TRECHO SELECIONADO ▸
◇ ◇ ◇

O error in persona não é um caso de aberratio, e sim de confusão por parte do autor com outra pessoa, é o que assinalava Welzel[25]. Com isso ele queria dizer que, diferentemente dos casos de aberratio, em se tratando desta espécie de erro, a execução do crime considera-se perfeita, pois há o resultado morte alcançado. Em suma: o agente de fato pretendia matar e matou. Essa é, para nós, a diferença entre o erro sobre a execução e o erro sobre a pessoa. No primeiro, o sujeito ativo sabe exatamente quem ele quer atingir (tem perfeita compreensão de quem é seu alvo), mas erra o disparo. No segundo caso, objeto de nosso estudo, o agente tem a mira precisa, mas se equivoca quanto ao seu alvo.[26]
Sem embargo, portanto, o erro na representação mental do agente, que se confunde com a identidade da vítima que quer atingir, atingindo, desse modo, pessoa diversa da pretendida.
O chamado erro sobre a pessoa ou também chamado de error in persona é um erro de tipo acidental (também chamado de erro secundário), isto é, diferentemente do que ocorre com o erro essencial, o erro acidental incide sobre dados irrelevantes da figura típica. Como disciplina Damásio, erro de tipo acidental é o que não versa sobre elementos ou circunstâncias do crime, incidindo sobre dados acidentais do delito ou sobre a conduta de sua execução.[27]
Nesse jaez, o erro acidental, é considerado pela doutrina um erro não-essencial[28], sob o argumento de que o erro recai sobre questões secundárias e irrelevantes do tipo, e por essa razão, ele não exclui o dolo.
É dizer, o autor conhecia o caráter ilícito do fato, e por esse motivo, não se figura presente uma falsa interpretação da realidade, o autor sabe exatamente que está cometendo um crime. Por exemplo, o autor que quer matar alguém e põe em marcha seu plano, tem consciência, que está matando uma pessoa (tipo subjetivo), o que coincide com a descrição do tipo objetivo de homicídio (matar alguém, art. 121 do Código Penal brasileiro e art. 79 do Código Penal argentino).[29]
Nestes casos, o autor elabora um plano mental, coloca ele em marcha e finalmente, com sua conduta, obtém um resultado, só que por erro de identificação, o resultado alcança pessoa diversa da pretendida (para os casos de erro sobre a pessoa). Essa identificação errônea não tem o condão de excluir o dolo, visto que o plano do autor foi levado a cabo e somente não ocorreu como o esperado por puro erro[30].

◇ ◇ ◇

SEÇÃO DE DADOS ▸
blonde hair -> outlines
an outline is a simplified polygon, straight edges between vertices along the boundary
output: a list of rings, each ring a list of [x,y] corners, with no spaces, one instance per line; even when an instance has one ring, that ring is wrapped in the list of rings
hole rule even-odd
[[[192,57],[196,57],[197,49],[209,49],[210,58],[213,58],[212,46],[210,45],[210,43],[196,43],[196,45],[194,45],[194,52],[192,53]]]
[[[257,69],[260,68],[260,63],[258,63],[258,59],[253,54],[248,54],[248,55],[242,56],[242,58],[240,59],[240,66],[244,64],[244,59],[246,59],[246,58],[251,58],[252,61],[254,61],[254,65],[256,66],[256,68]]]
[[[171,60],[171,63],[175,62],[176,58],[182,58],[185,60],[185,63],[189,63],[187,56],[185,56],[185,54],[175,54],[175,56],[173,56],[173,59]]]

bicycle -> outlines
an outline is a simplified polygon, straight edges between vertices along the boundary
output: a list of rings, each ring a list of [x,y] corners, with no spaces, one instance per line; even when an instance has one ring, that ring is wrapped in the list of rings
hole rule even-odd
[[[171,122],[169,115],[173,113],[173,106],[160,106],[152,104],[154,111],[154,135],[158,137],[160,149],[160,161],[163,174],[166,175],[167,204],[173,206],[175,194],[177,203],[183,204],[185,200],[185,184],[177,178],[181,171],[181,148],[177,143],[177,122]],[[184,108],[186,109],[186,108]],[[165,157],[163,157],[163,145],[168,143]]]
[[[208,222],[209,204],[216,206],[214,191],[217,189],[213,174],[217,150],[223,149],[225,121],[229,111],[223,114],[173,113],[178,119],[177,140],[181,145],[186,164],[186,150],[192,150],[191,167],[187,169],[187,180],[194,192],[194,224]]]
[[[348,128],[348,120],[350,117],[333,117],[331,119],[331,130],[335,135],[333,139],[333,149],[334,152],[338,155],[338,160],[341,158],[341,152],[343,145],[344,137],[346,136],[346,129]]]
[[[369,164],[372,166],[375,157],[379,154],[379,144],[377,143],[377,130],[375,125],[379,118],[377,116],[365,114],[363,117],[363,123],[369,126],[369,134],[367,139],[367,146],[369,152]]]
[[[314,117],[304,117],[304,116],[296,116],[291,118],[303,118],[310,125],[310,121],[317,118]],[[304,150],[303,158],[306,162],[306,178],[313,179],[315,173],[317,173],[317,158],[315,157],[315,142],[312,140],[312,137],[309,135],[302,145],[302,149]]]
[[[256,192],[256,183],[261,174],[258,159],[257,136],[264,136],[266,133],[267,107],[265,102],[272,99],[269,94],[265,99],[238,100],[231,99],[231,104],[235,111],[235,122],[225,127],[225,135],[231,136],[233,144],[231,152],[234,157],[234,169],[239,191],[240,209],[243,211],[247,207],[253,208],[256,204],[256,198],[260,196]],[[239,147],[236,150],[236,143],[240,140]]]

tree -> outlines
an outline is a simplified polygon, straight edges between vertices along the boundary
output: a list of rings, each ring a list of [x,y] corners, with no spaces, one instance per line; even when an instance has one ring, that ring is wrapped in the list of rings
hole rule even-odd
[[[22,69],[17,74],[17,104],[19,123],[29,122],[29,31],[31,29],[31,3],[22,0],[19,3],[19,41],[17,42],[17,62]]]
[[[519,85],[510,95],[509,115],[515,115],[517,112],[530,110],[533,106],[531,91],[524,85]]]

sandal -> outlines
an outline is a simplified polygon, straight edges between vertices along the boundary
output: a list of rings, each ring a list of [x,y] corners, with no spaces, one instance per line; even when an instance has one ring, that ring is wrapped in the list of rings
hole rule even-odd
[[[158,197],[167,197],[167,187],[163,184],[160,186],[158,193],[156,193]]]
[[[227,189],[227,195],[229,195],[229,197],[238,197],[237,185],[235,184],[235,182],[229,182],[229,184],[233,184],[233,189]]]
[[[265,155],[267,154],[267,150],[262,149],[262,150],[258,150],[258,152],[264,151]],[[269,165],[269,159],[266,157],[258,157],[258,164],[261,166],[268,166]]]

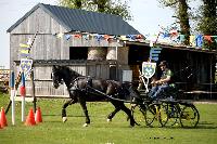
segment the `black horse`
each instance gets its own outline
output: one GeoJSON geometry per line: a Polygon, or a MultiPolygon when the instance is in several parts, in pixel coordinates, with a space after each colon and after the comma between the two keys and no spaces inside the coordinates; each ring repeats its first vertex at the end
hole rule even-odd
{"type": "Polygon", "coordinates": [[[130,109],[127,108],[124,104],[124,101],[122,101],[129,97],[129,95],[135,94],[127,89],[129,88],[129,84],[127,84],[126,88],[126,84],[123,84],[118,81],[84,77],[66,66],[53,66],[52,80],[53,87],[55,89],[58,89],[62,82],[65,82],[69,93],[71,100],[63,105],[62,109],[63,122],[67,120],[66,107],[79,102],[86,116],[86,123],[84,127],[87,127],[90,123],[90,118],[88,115],[86,102],[107,100],[115,107],[115,110],[107,116],[107,121],[112,121],[112,118],[117,112],[124,110],[128,115],[130,126],[135,126],[136,121],[131,115],[130,109]]]}

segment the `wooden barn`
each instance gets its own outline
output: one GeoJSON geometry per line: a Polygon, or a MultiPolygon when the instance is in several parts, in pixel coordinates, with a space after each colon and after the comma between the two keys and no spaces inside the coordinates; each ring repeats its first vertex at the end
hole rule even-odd
{"type": "MultiPolygon", "coordinates": [[[[34,83],[27,81],[27,94],[35,89],[36,96],[68,95],[65,86],[58,90],[51,87],[52,65],[67,65],[94,78],[137,80],[138,67],[150,54],[149,42],[119,16],[43,3],[35,5],[8,32],[10,67],[16,74],[22,60],[21,43],[35,38],[29,51],[34,60],[34,83]]],[[[216,51],[158,45],[163,48],[159,61],[168,61],[179,71],[178,82],[214,83],[216,51]],[[191,71],[181,73],[189,66],[191,71]]]]}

◇ ◇ ◇

INSTRUÇÃO ▸
Por favor, segundo o trecho selecionado, o que ocorre com a mira e com o alvo do agente no erro sobre a pessoa?

RESPOSTA ▸
O agente tem a mira precisa, mas se equivoca quanto ao seu alvo.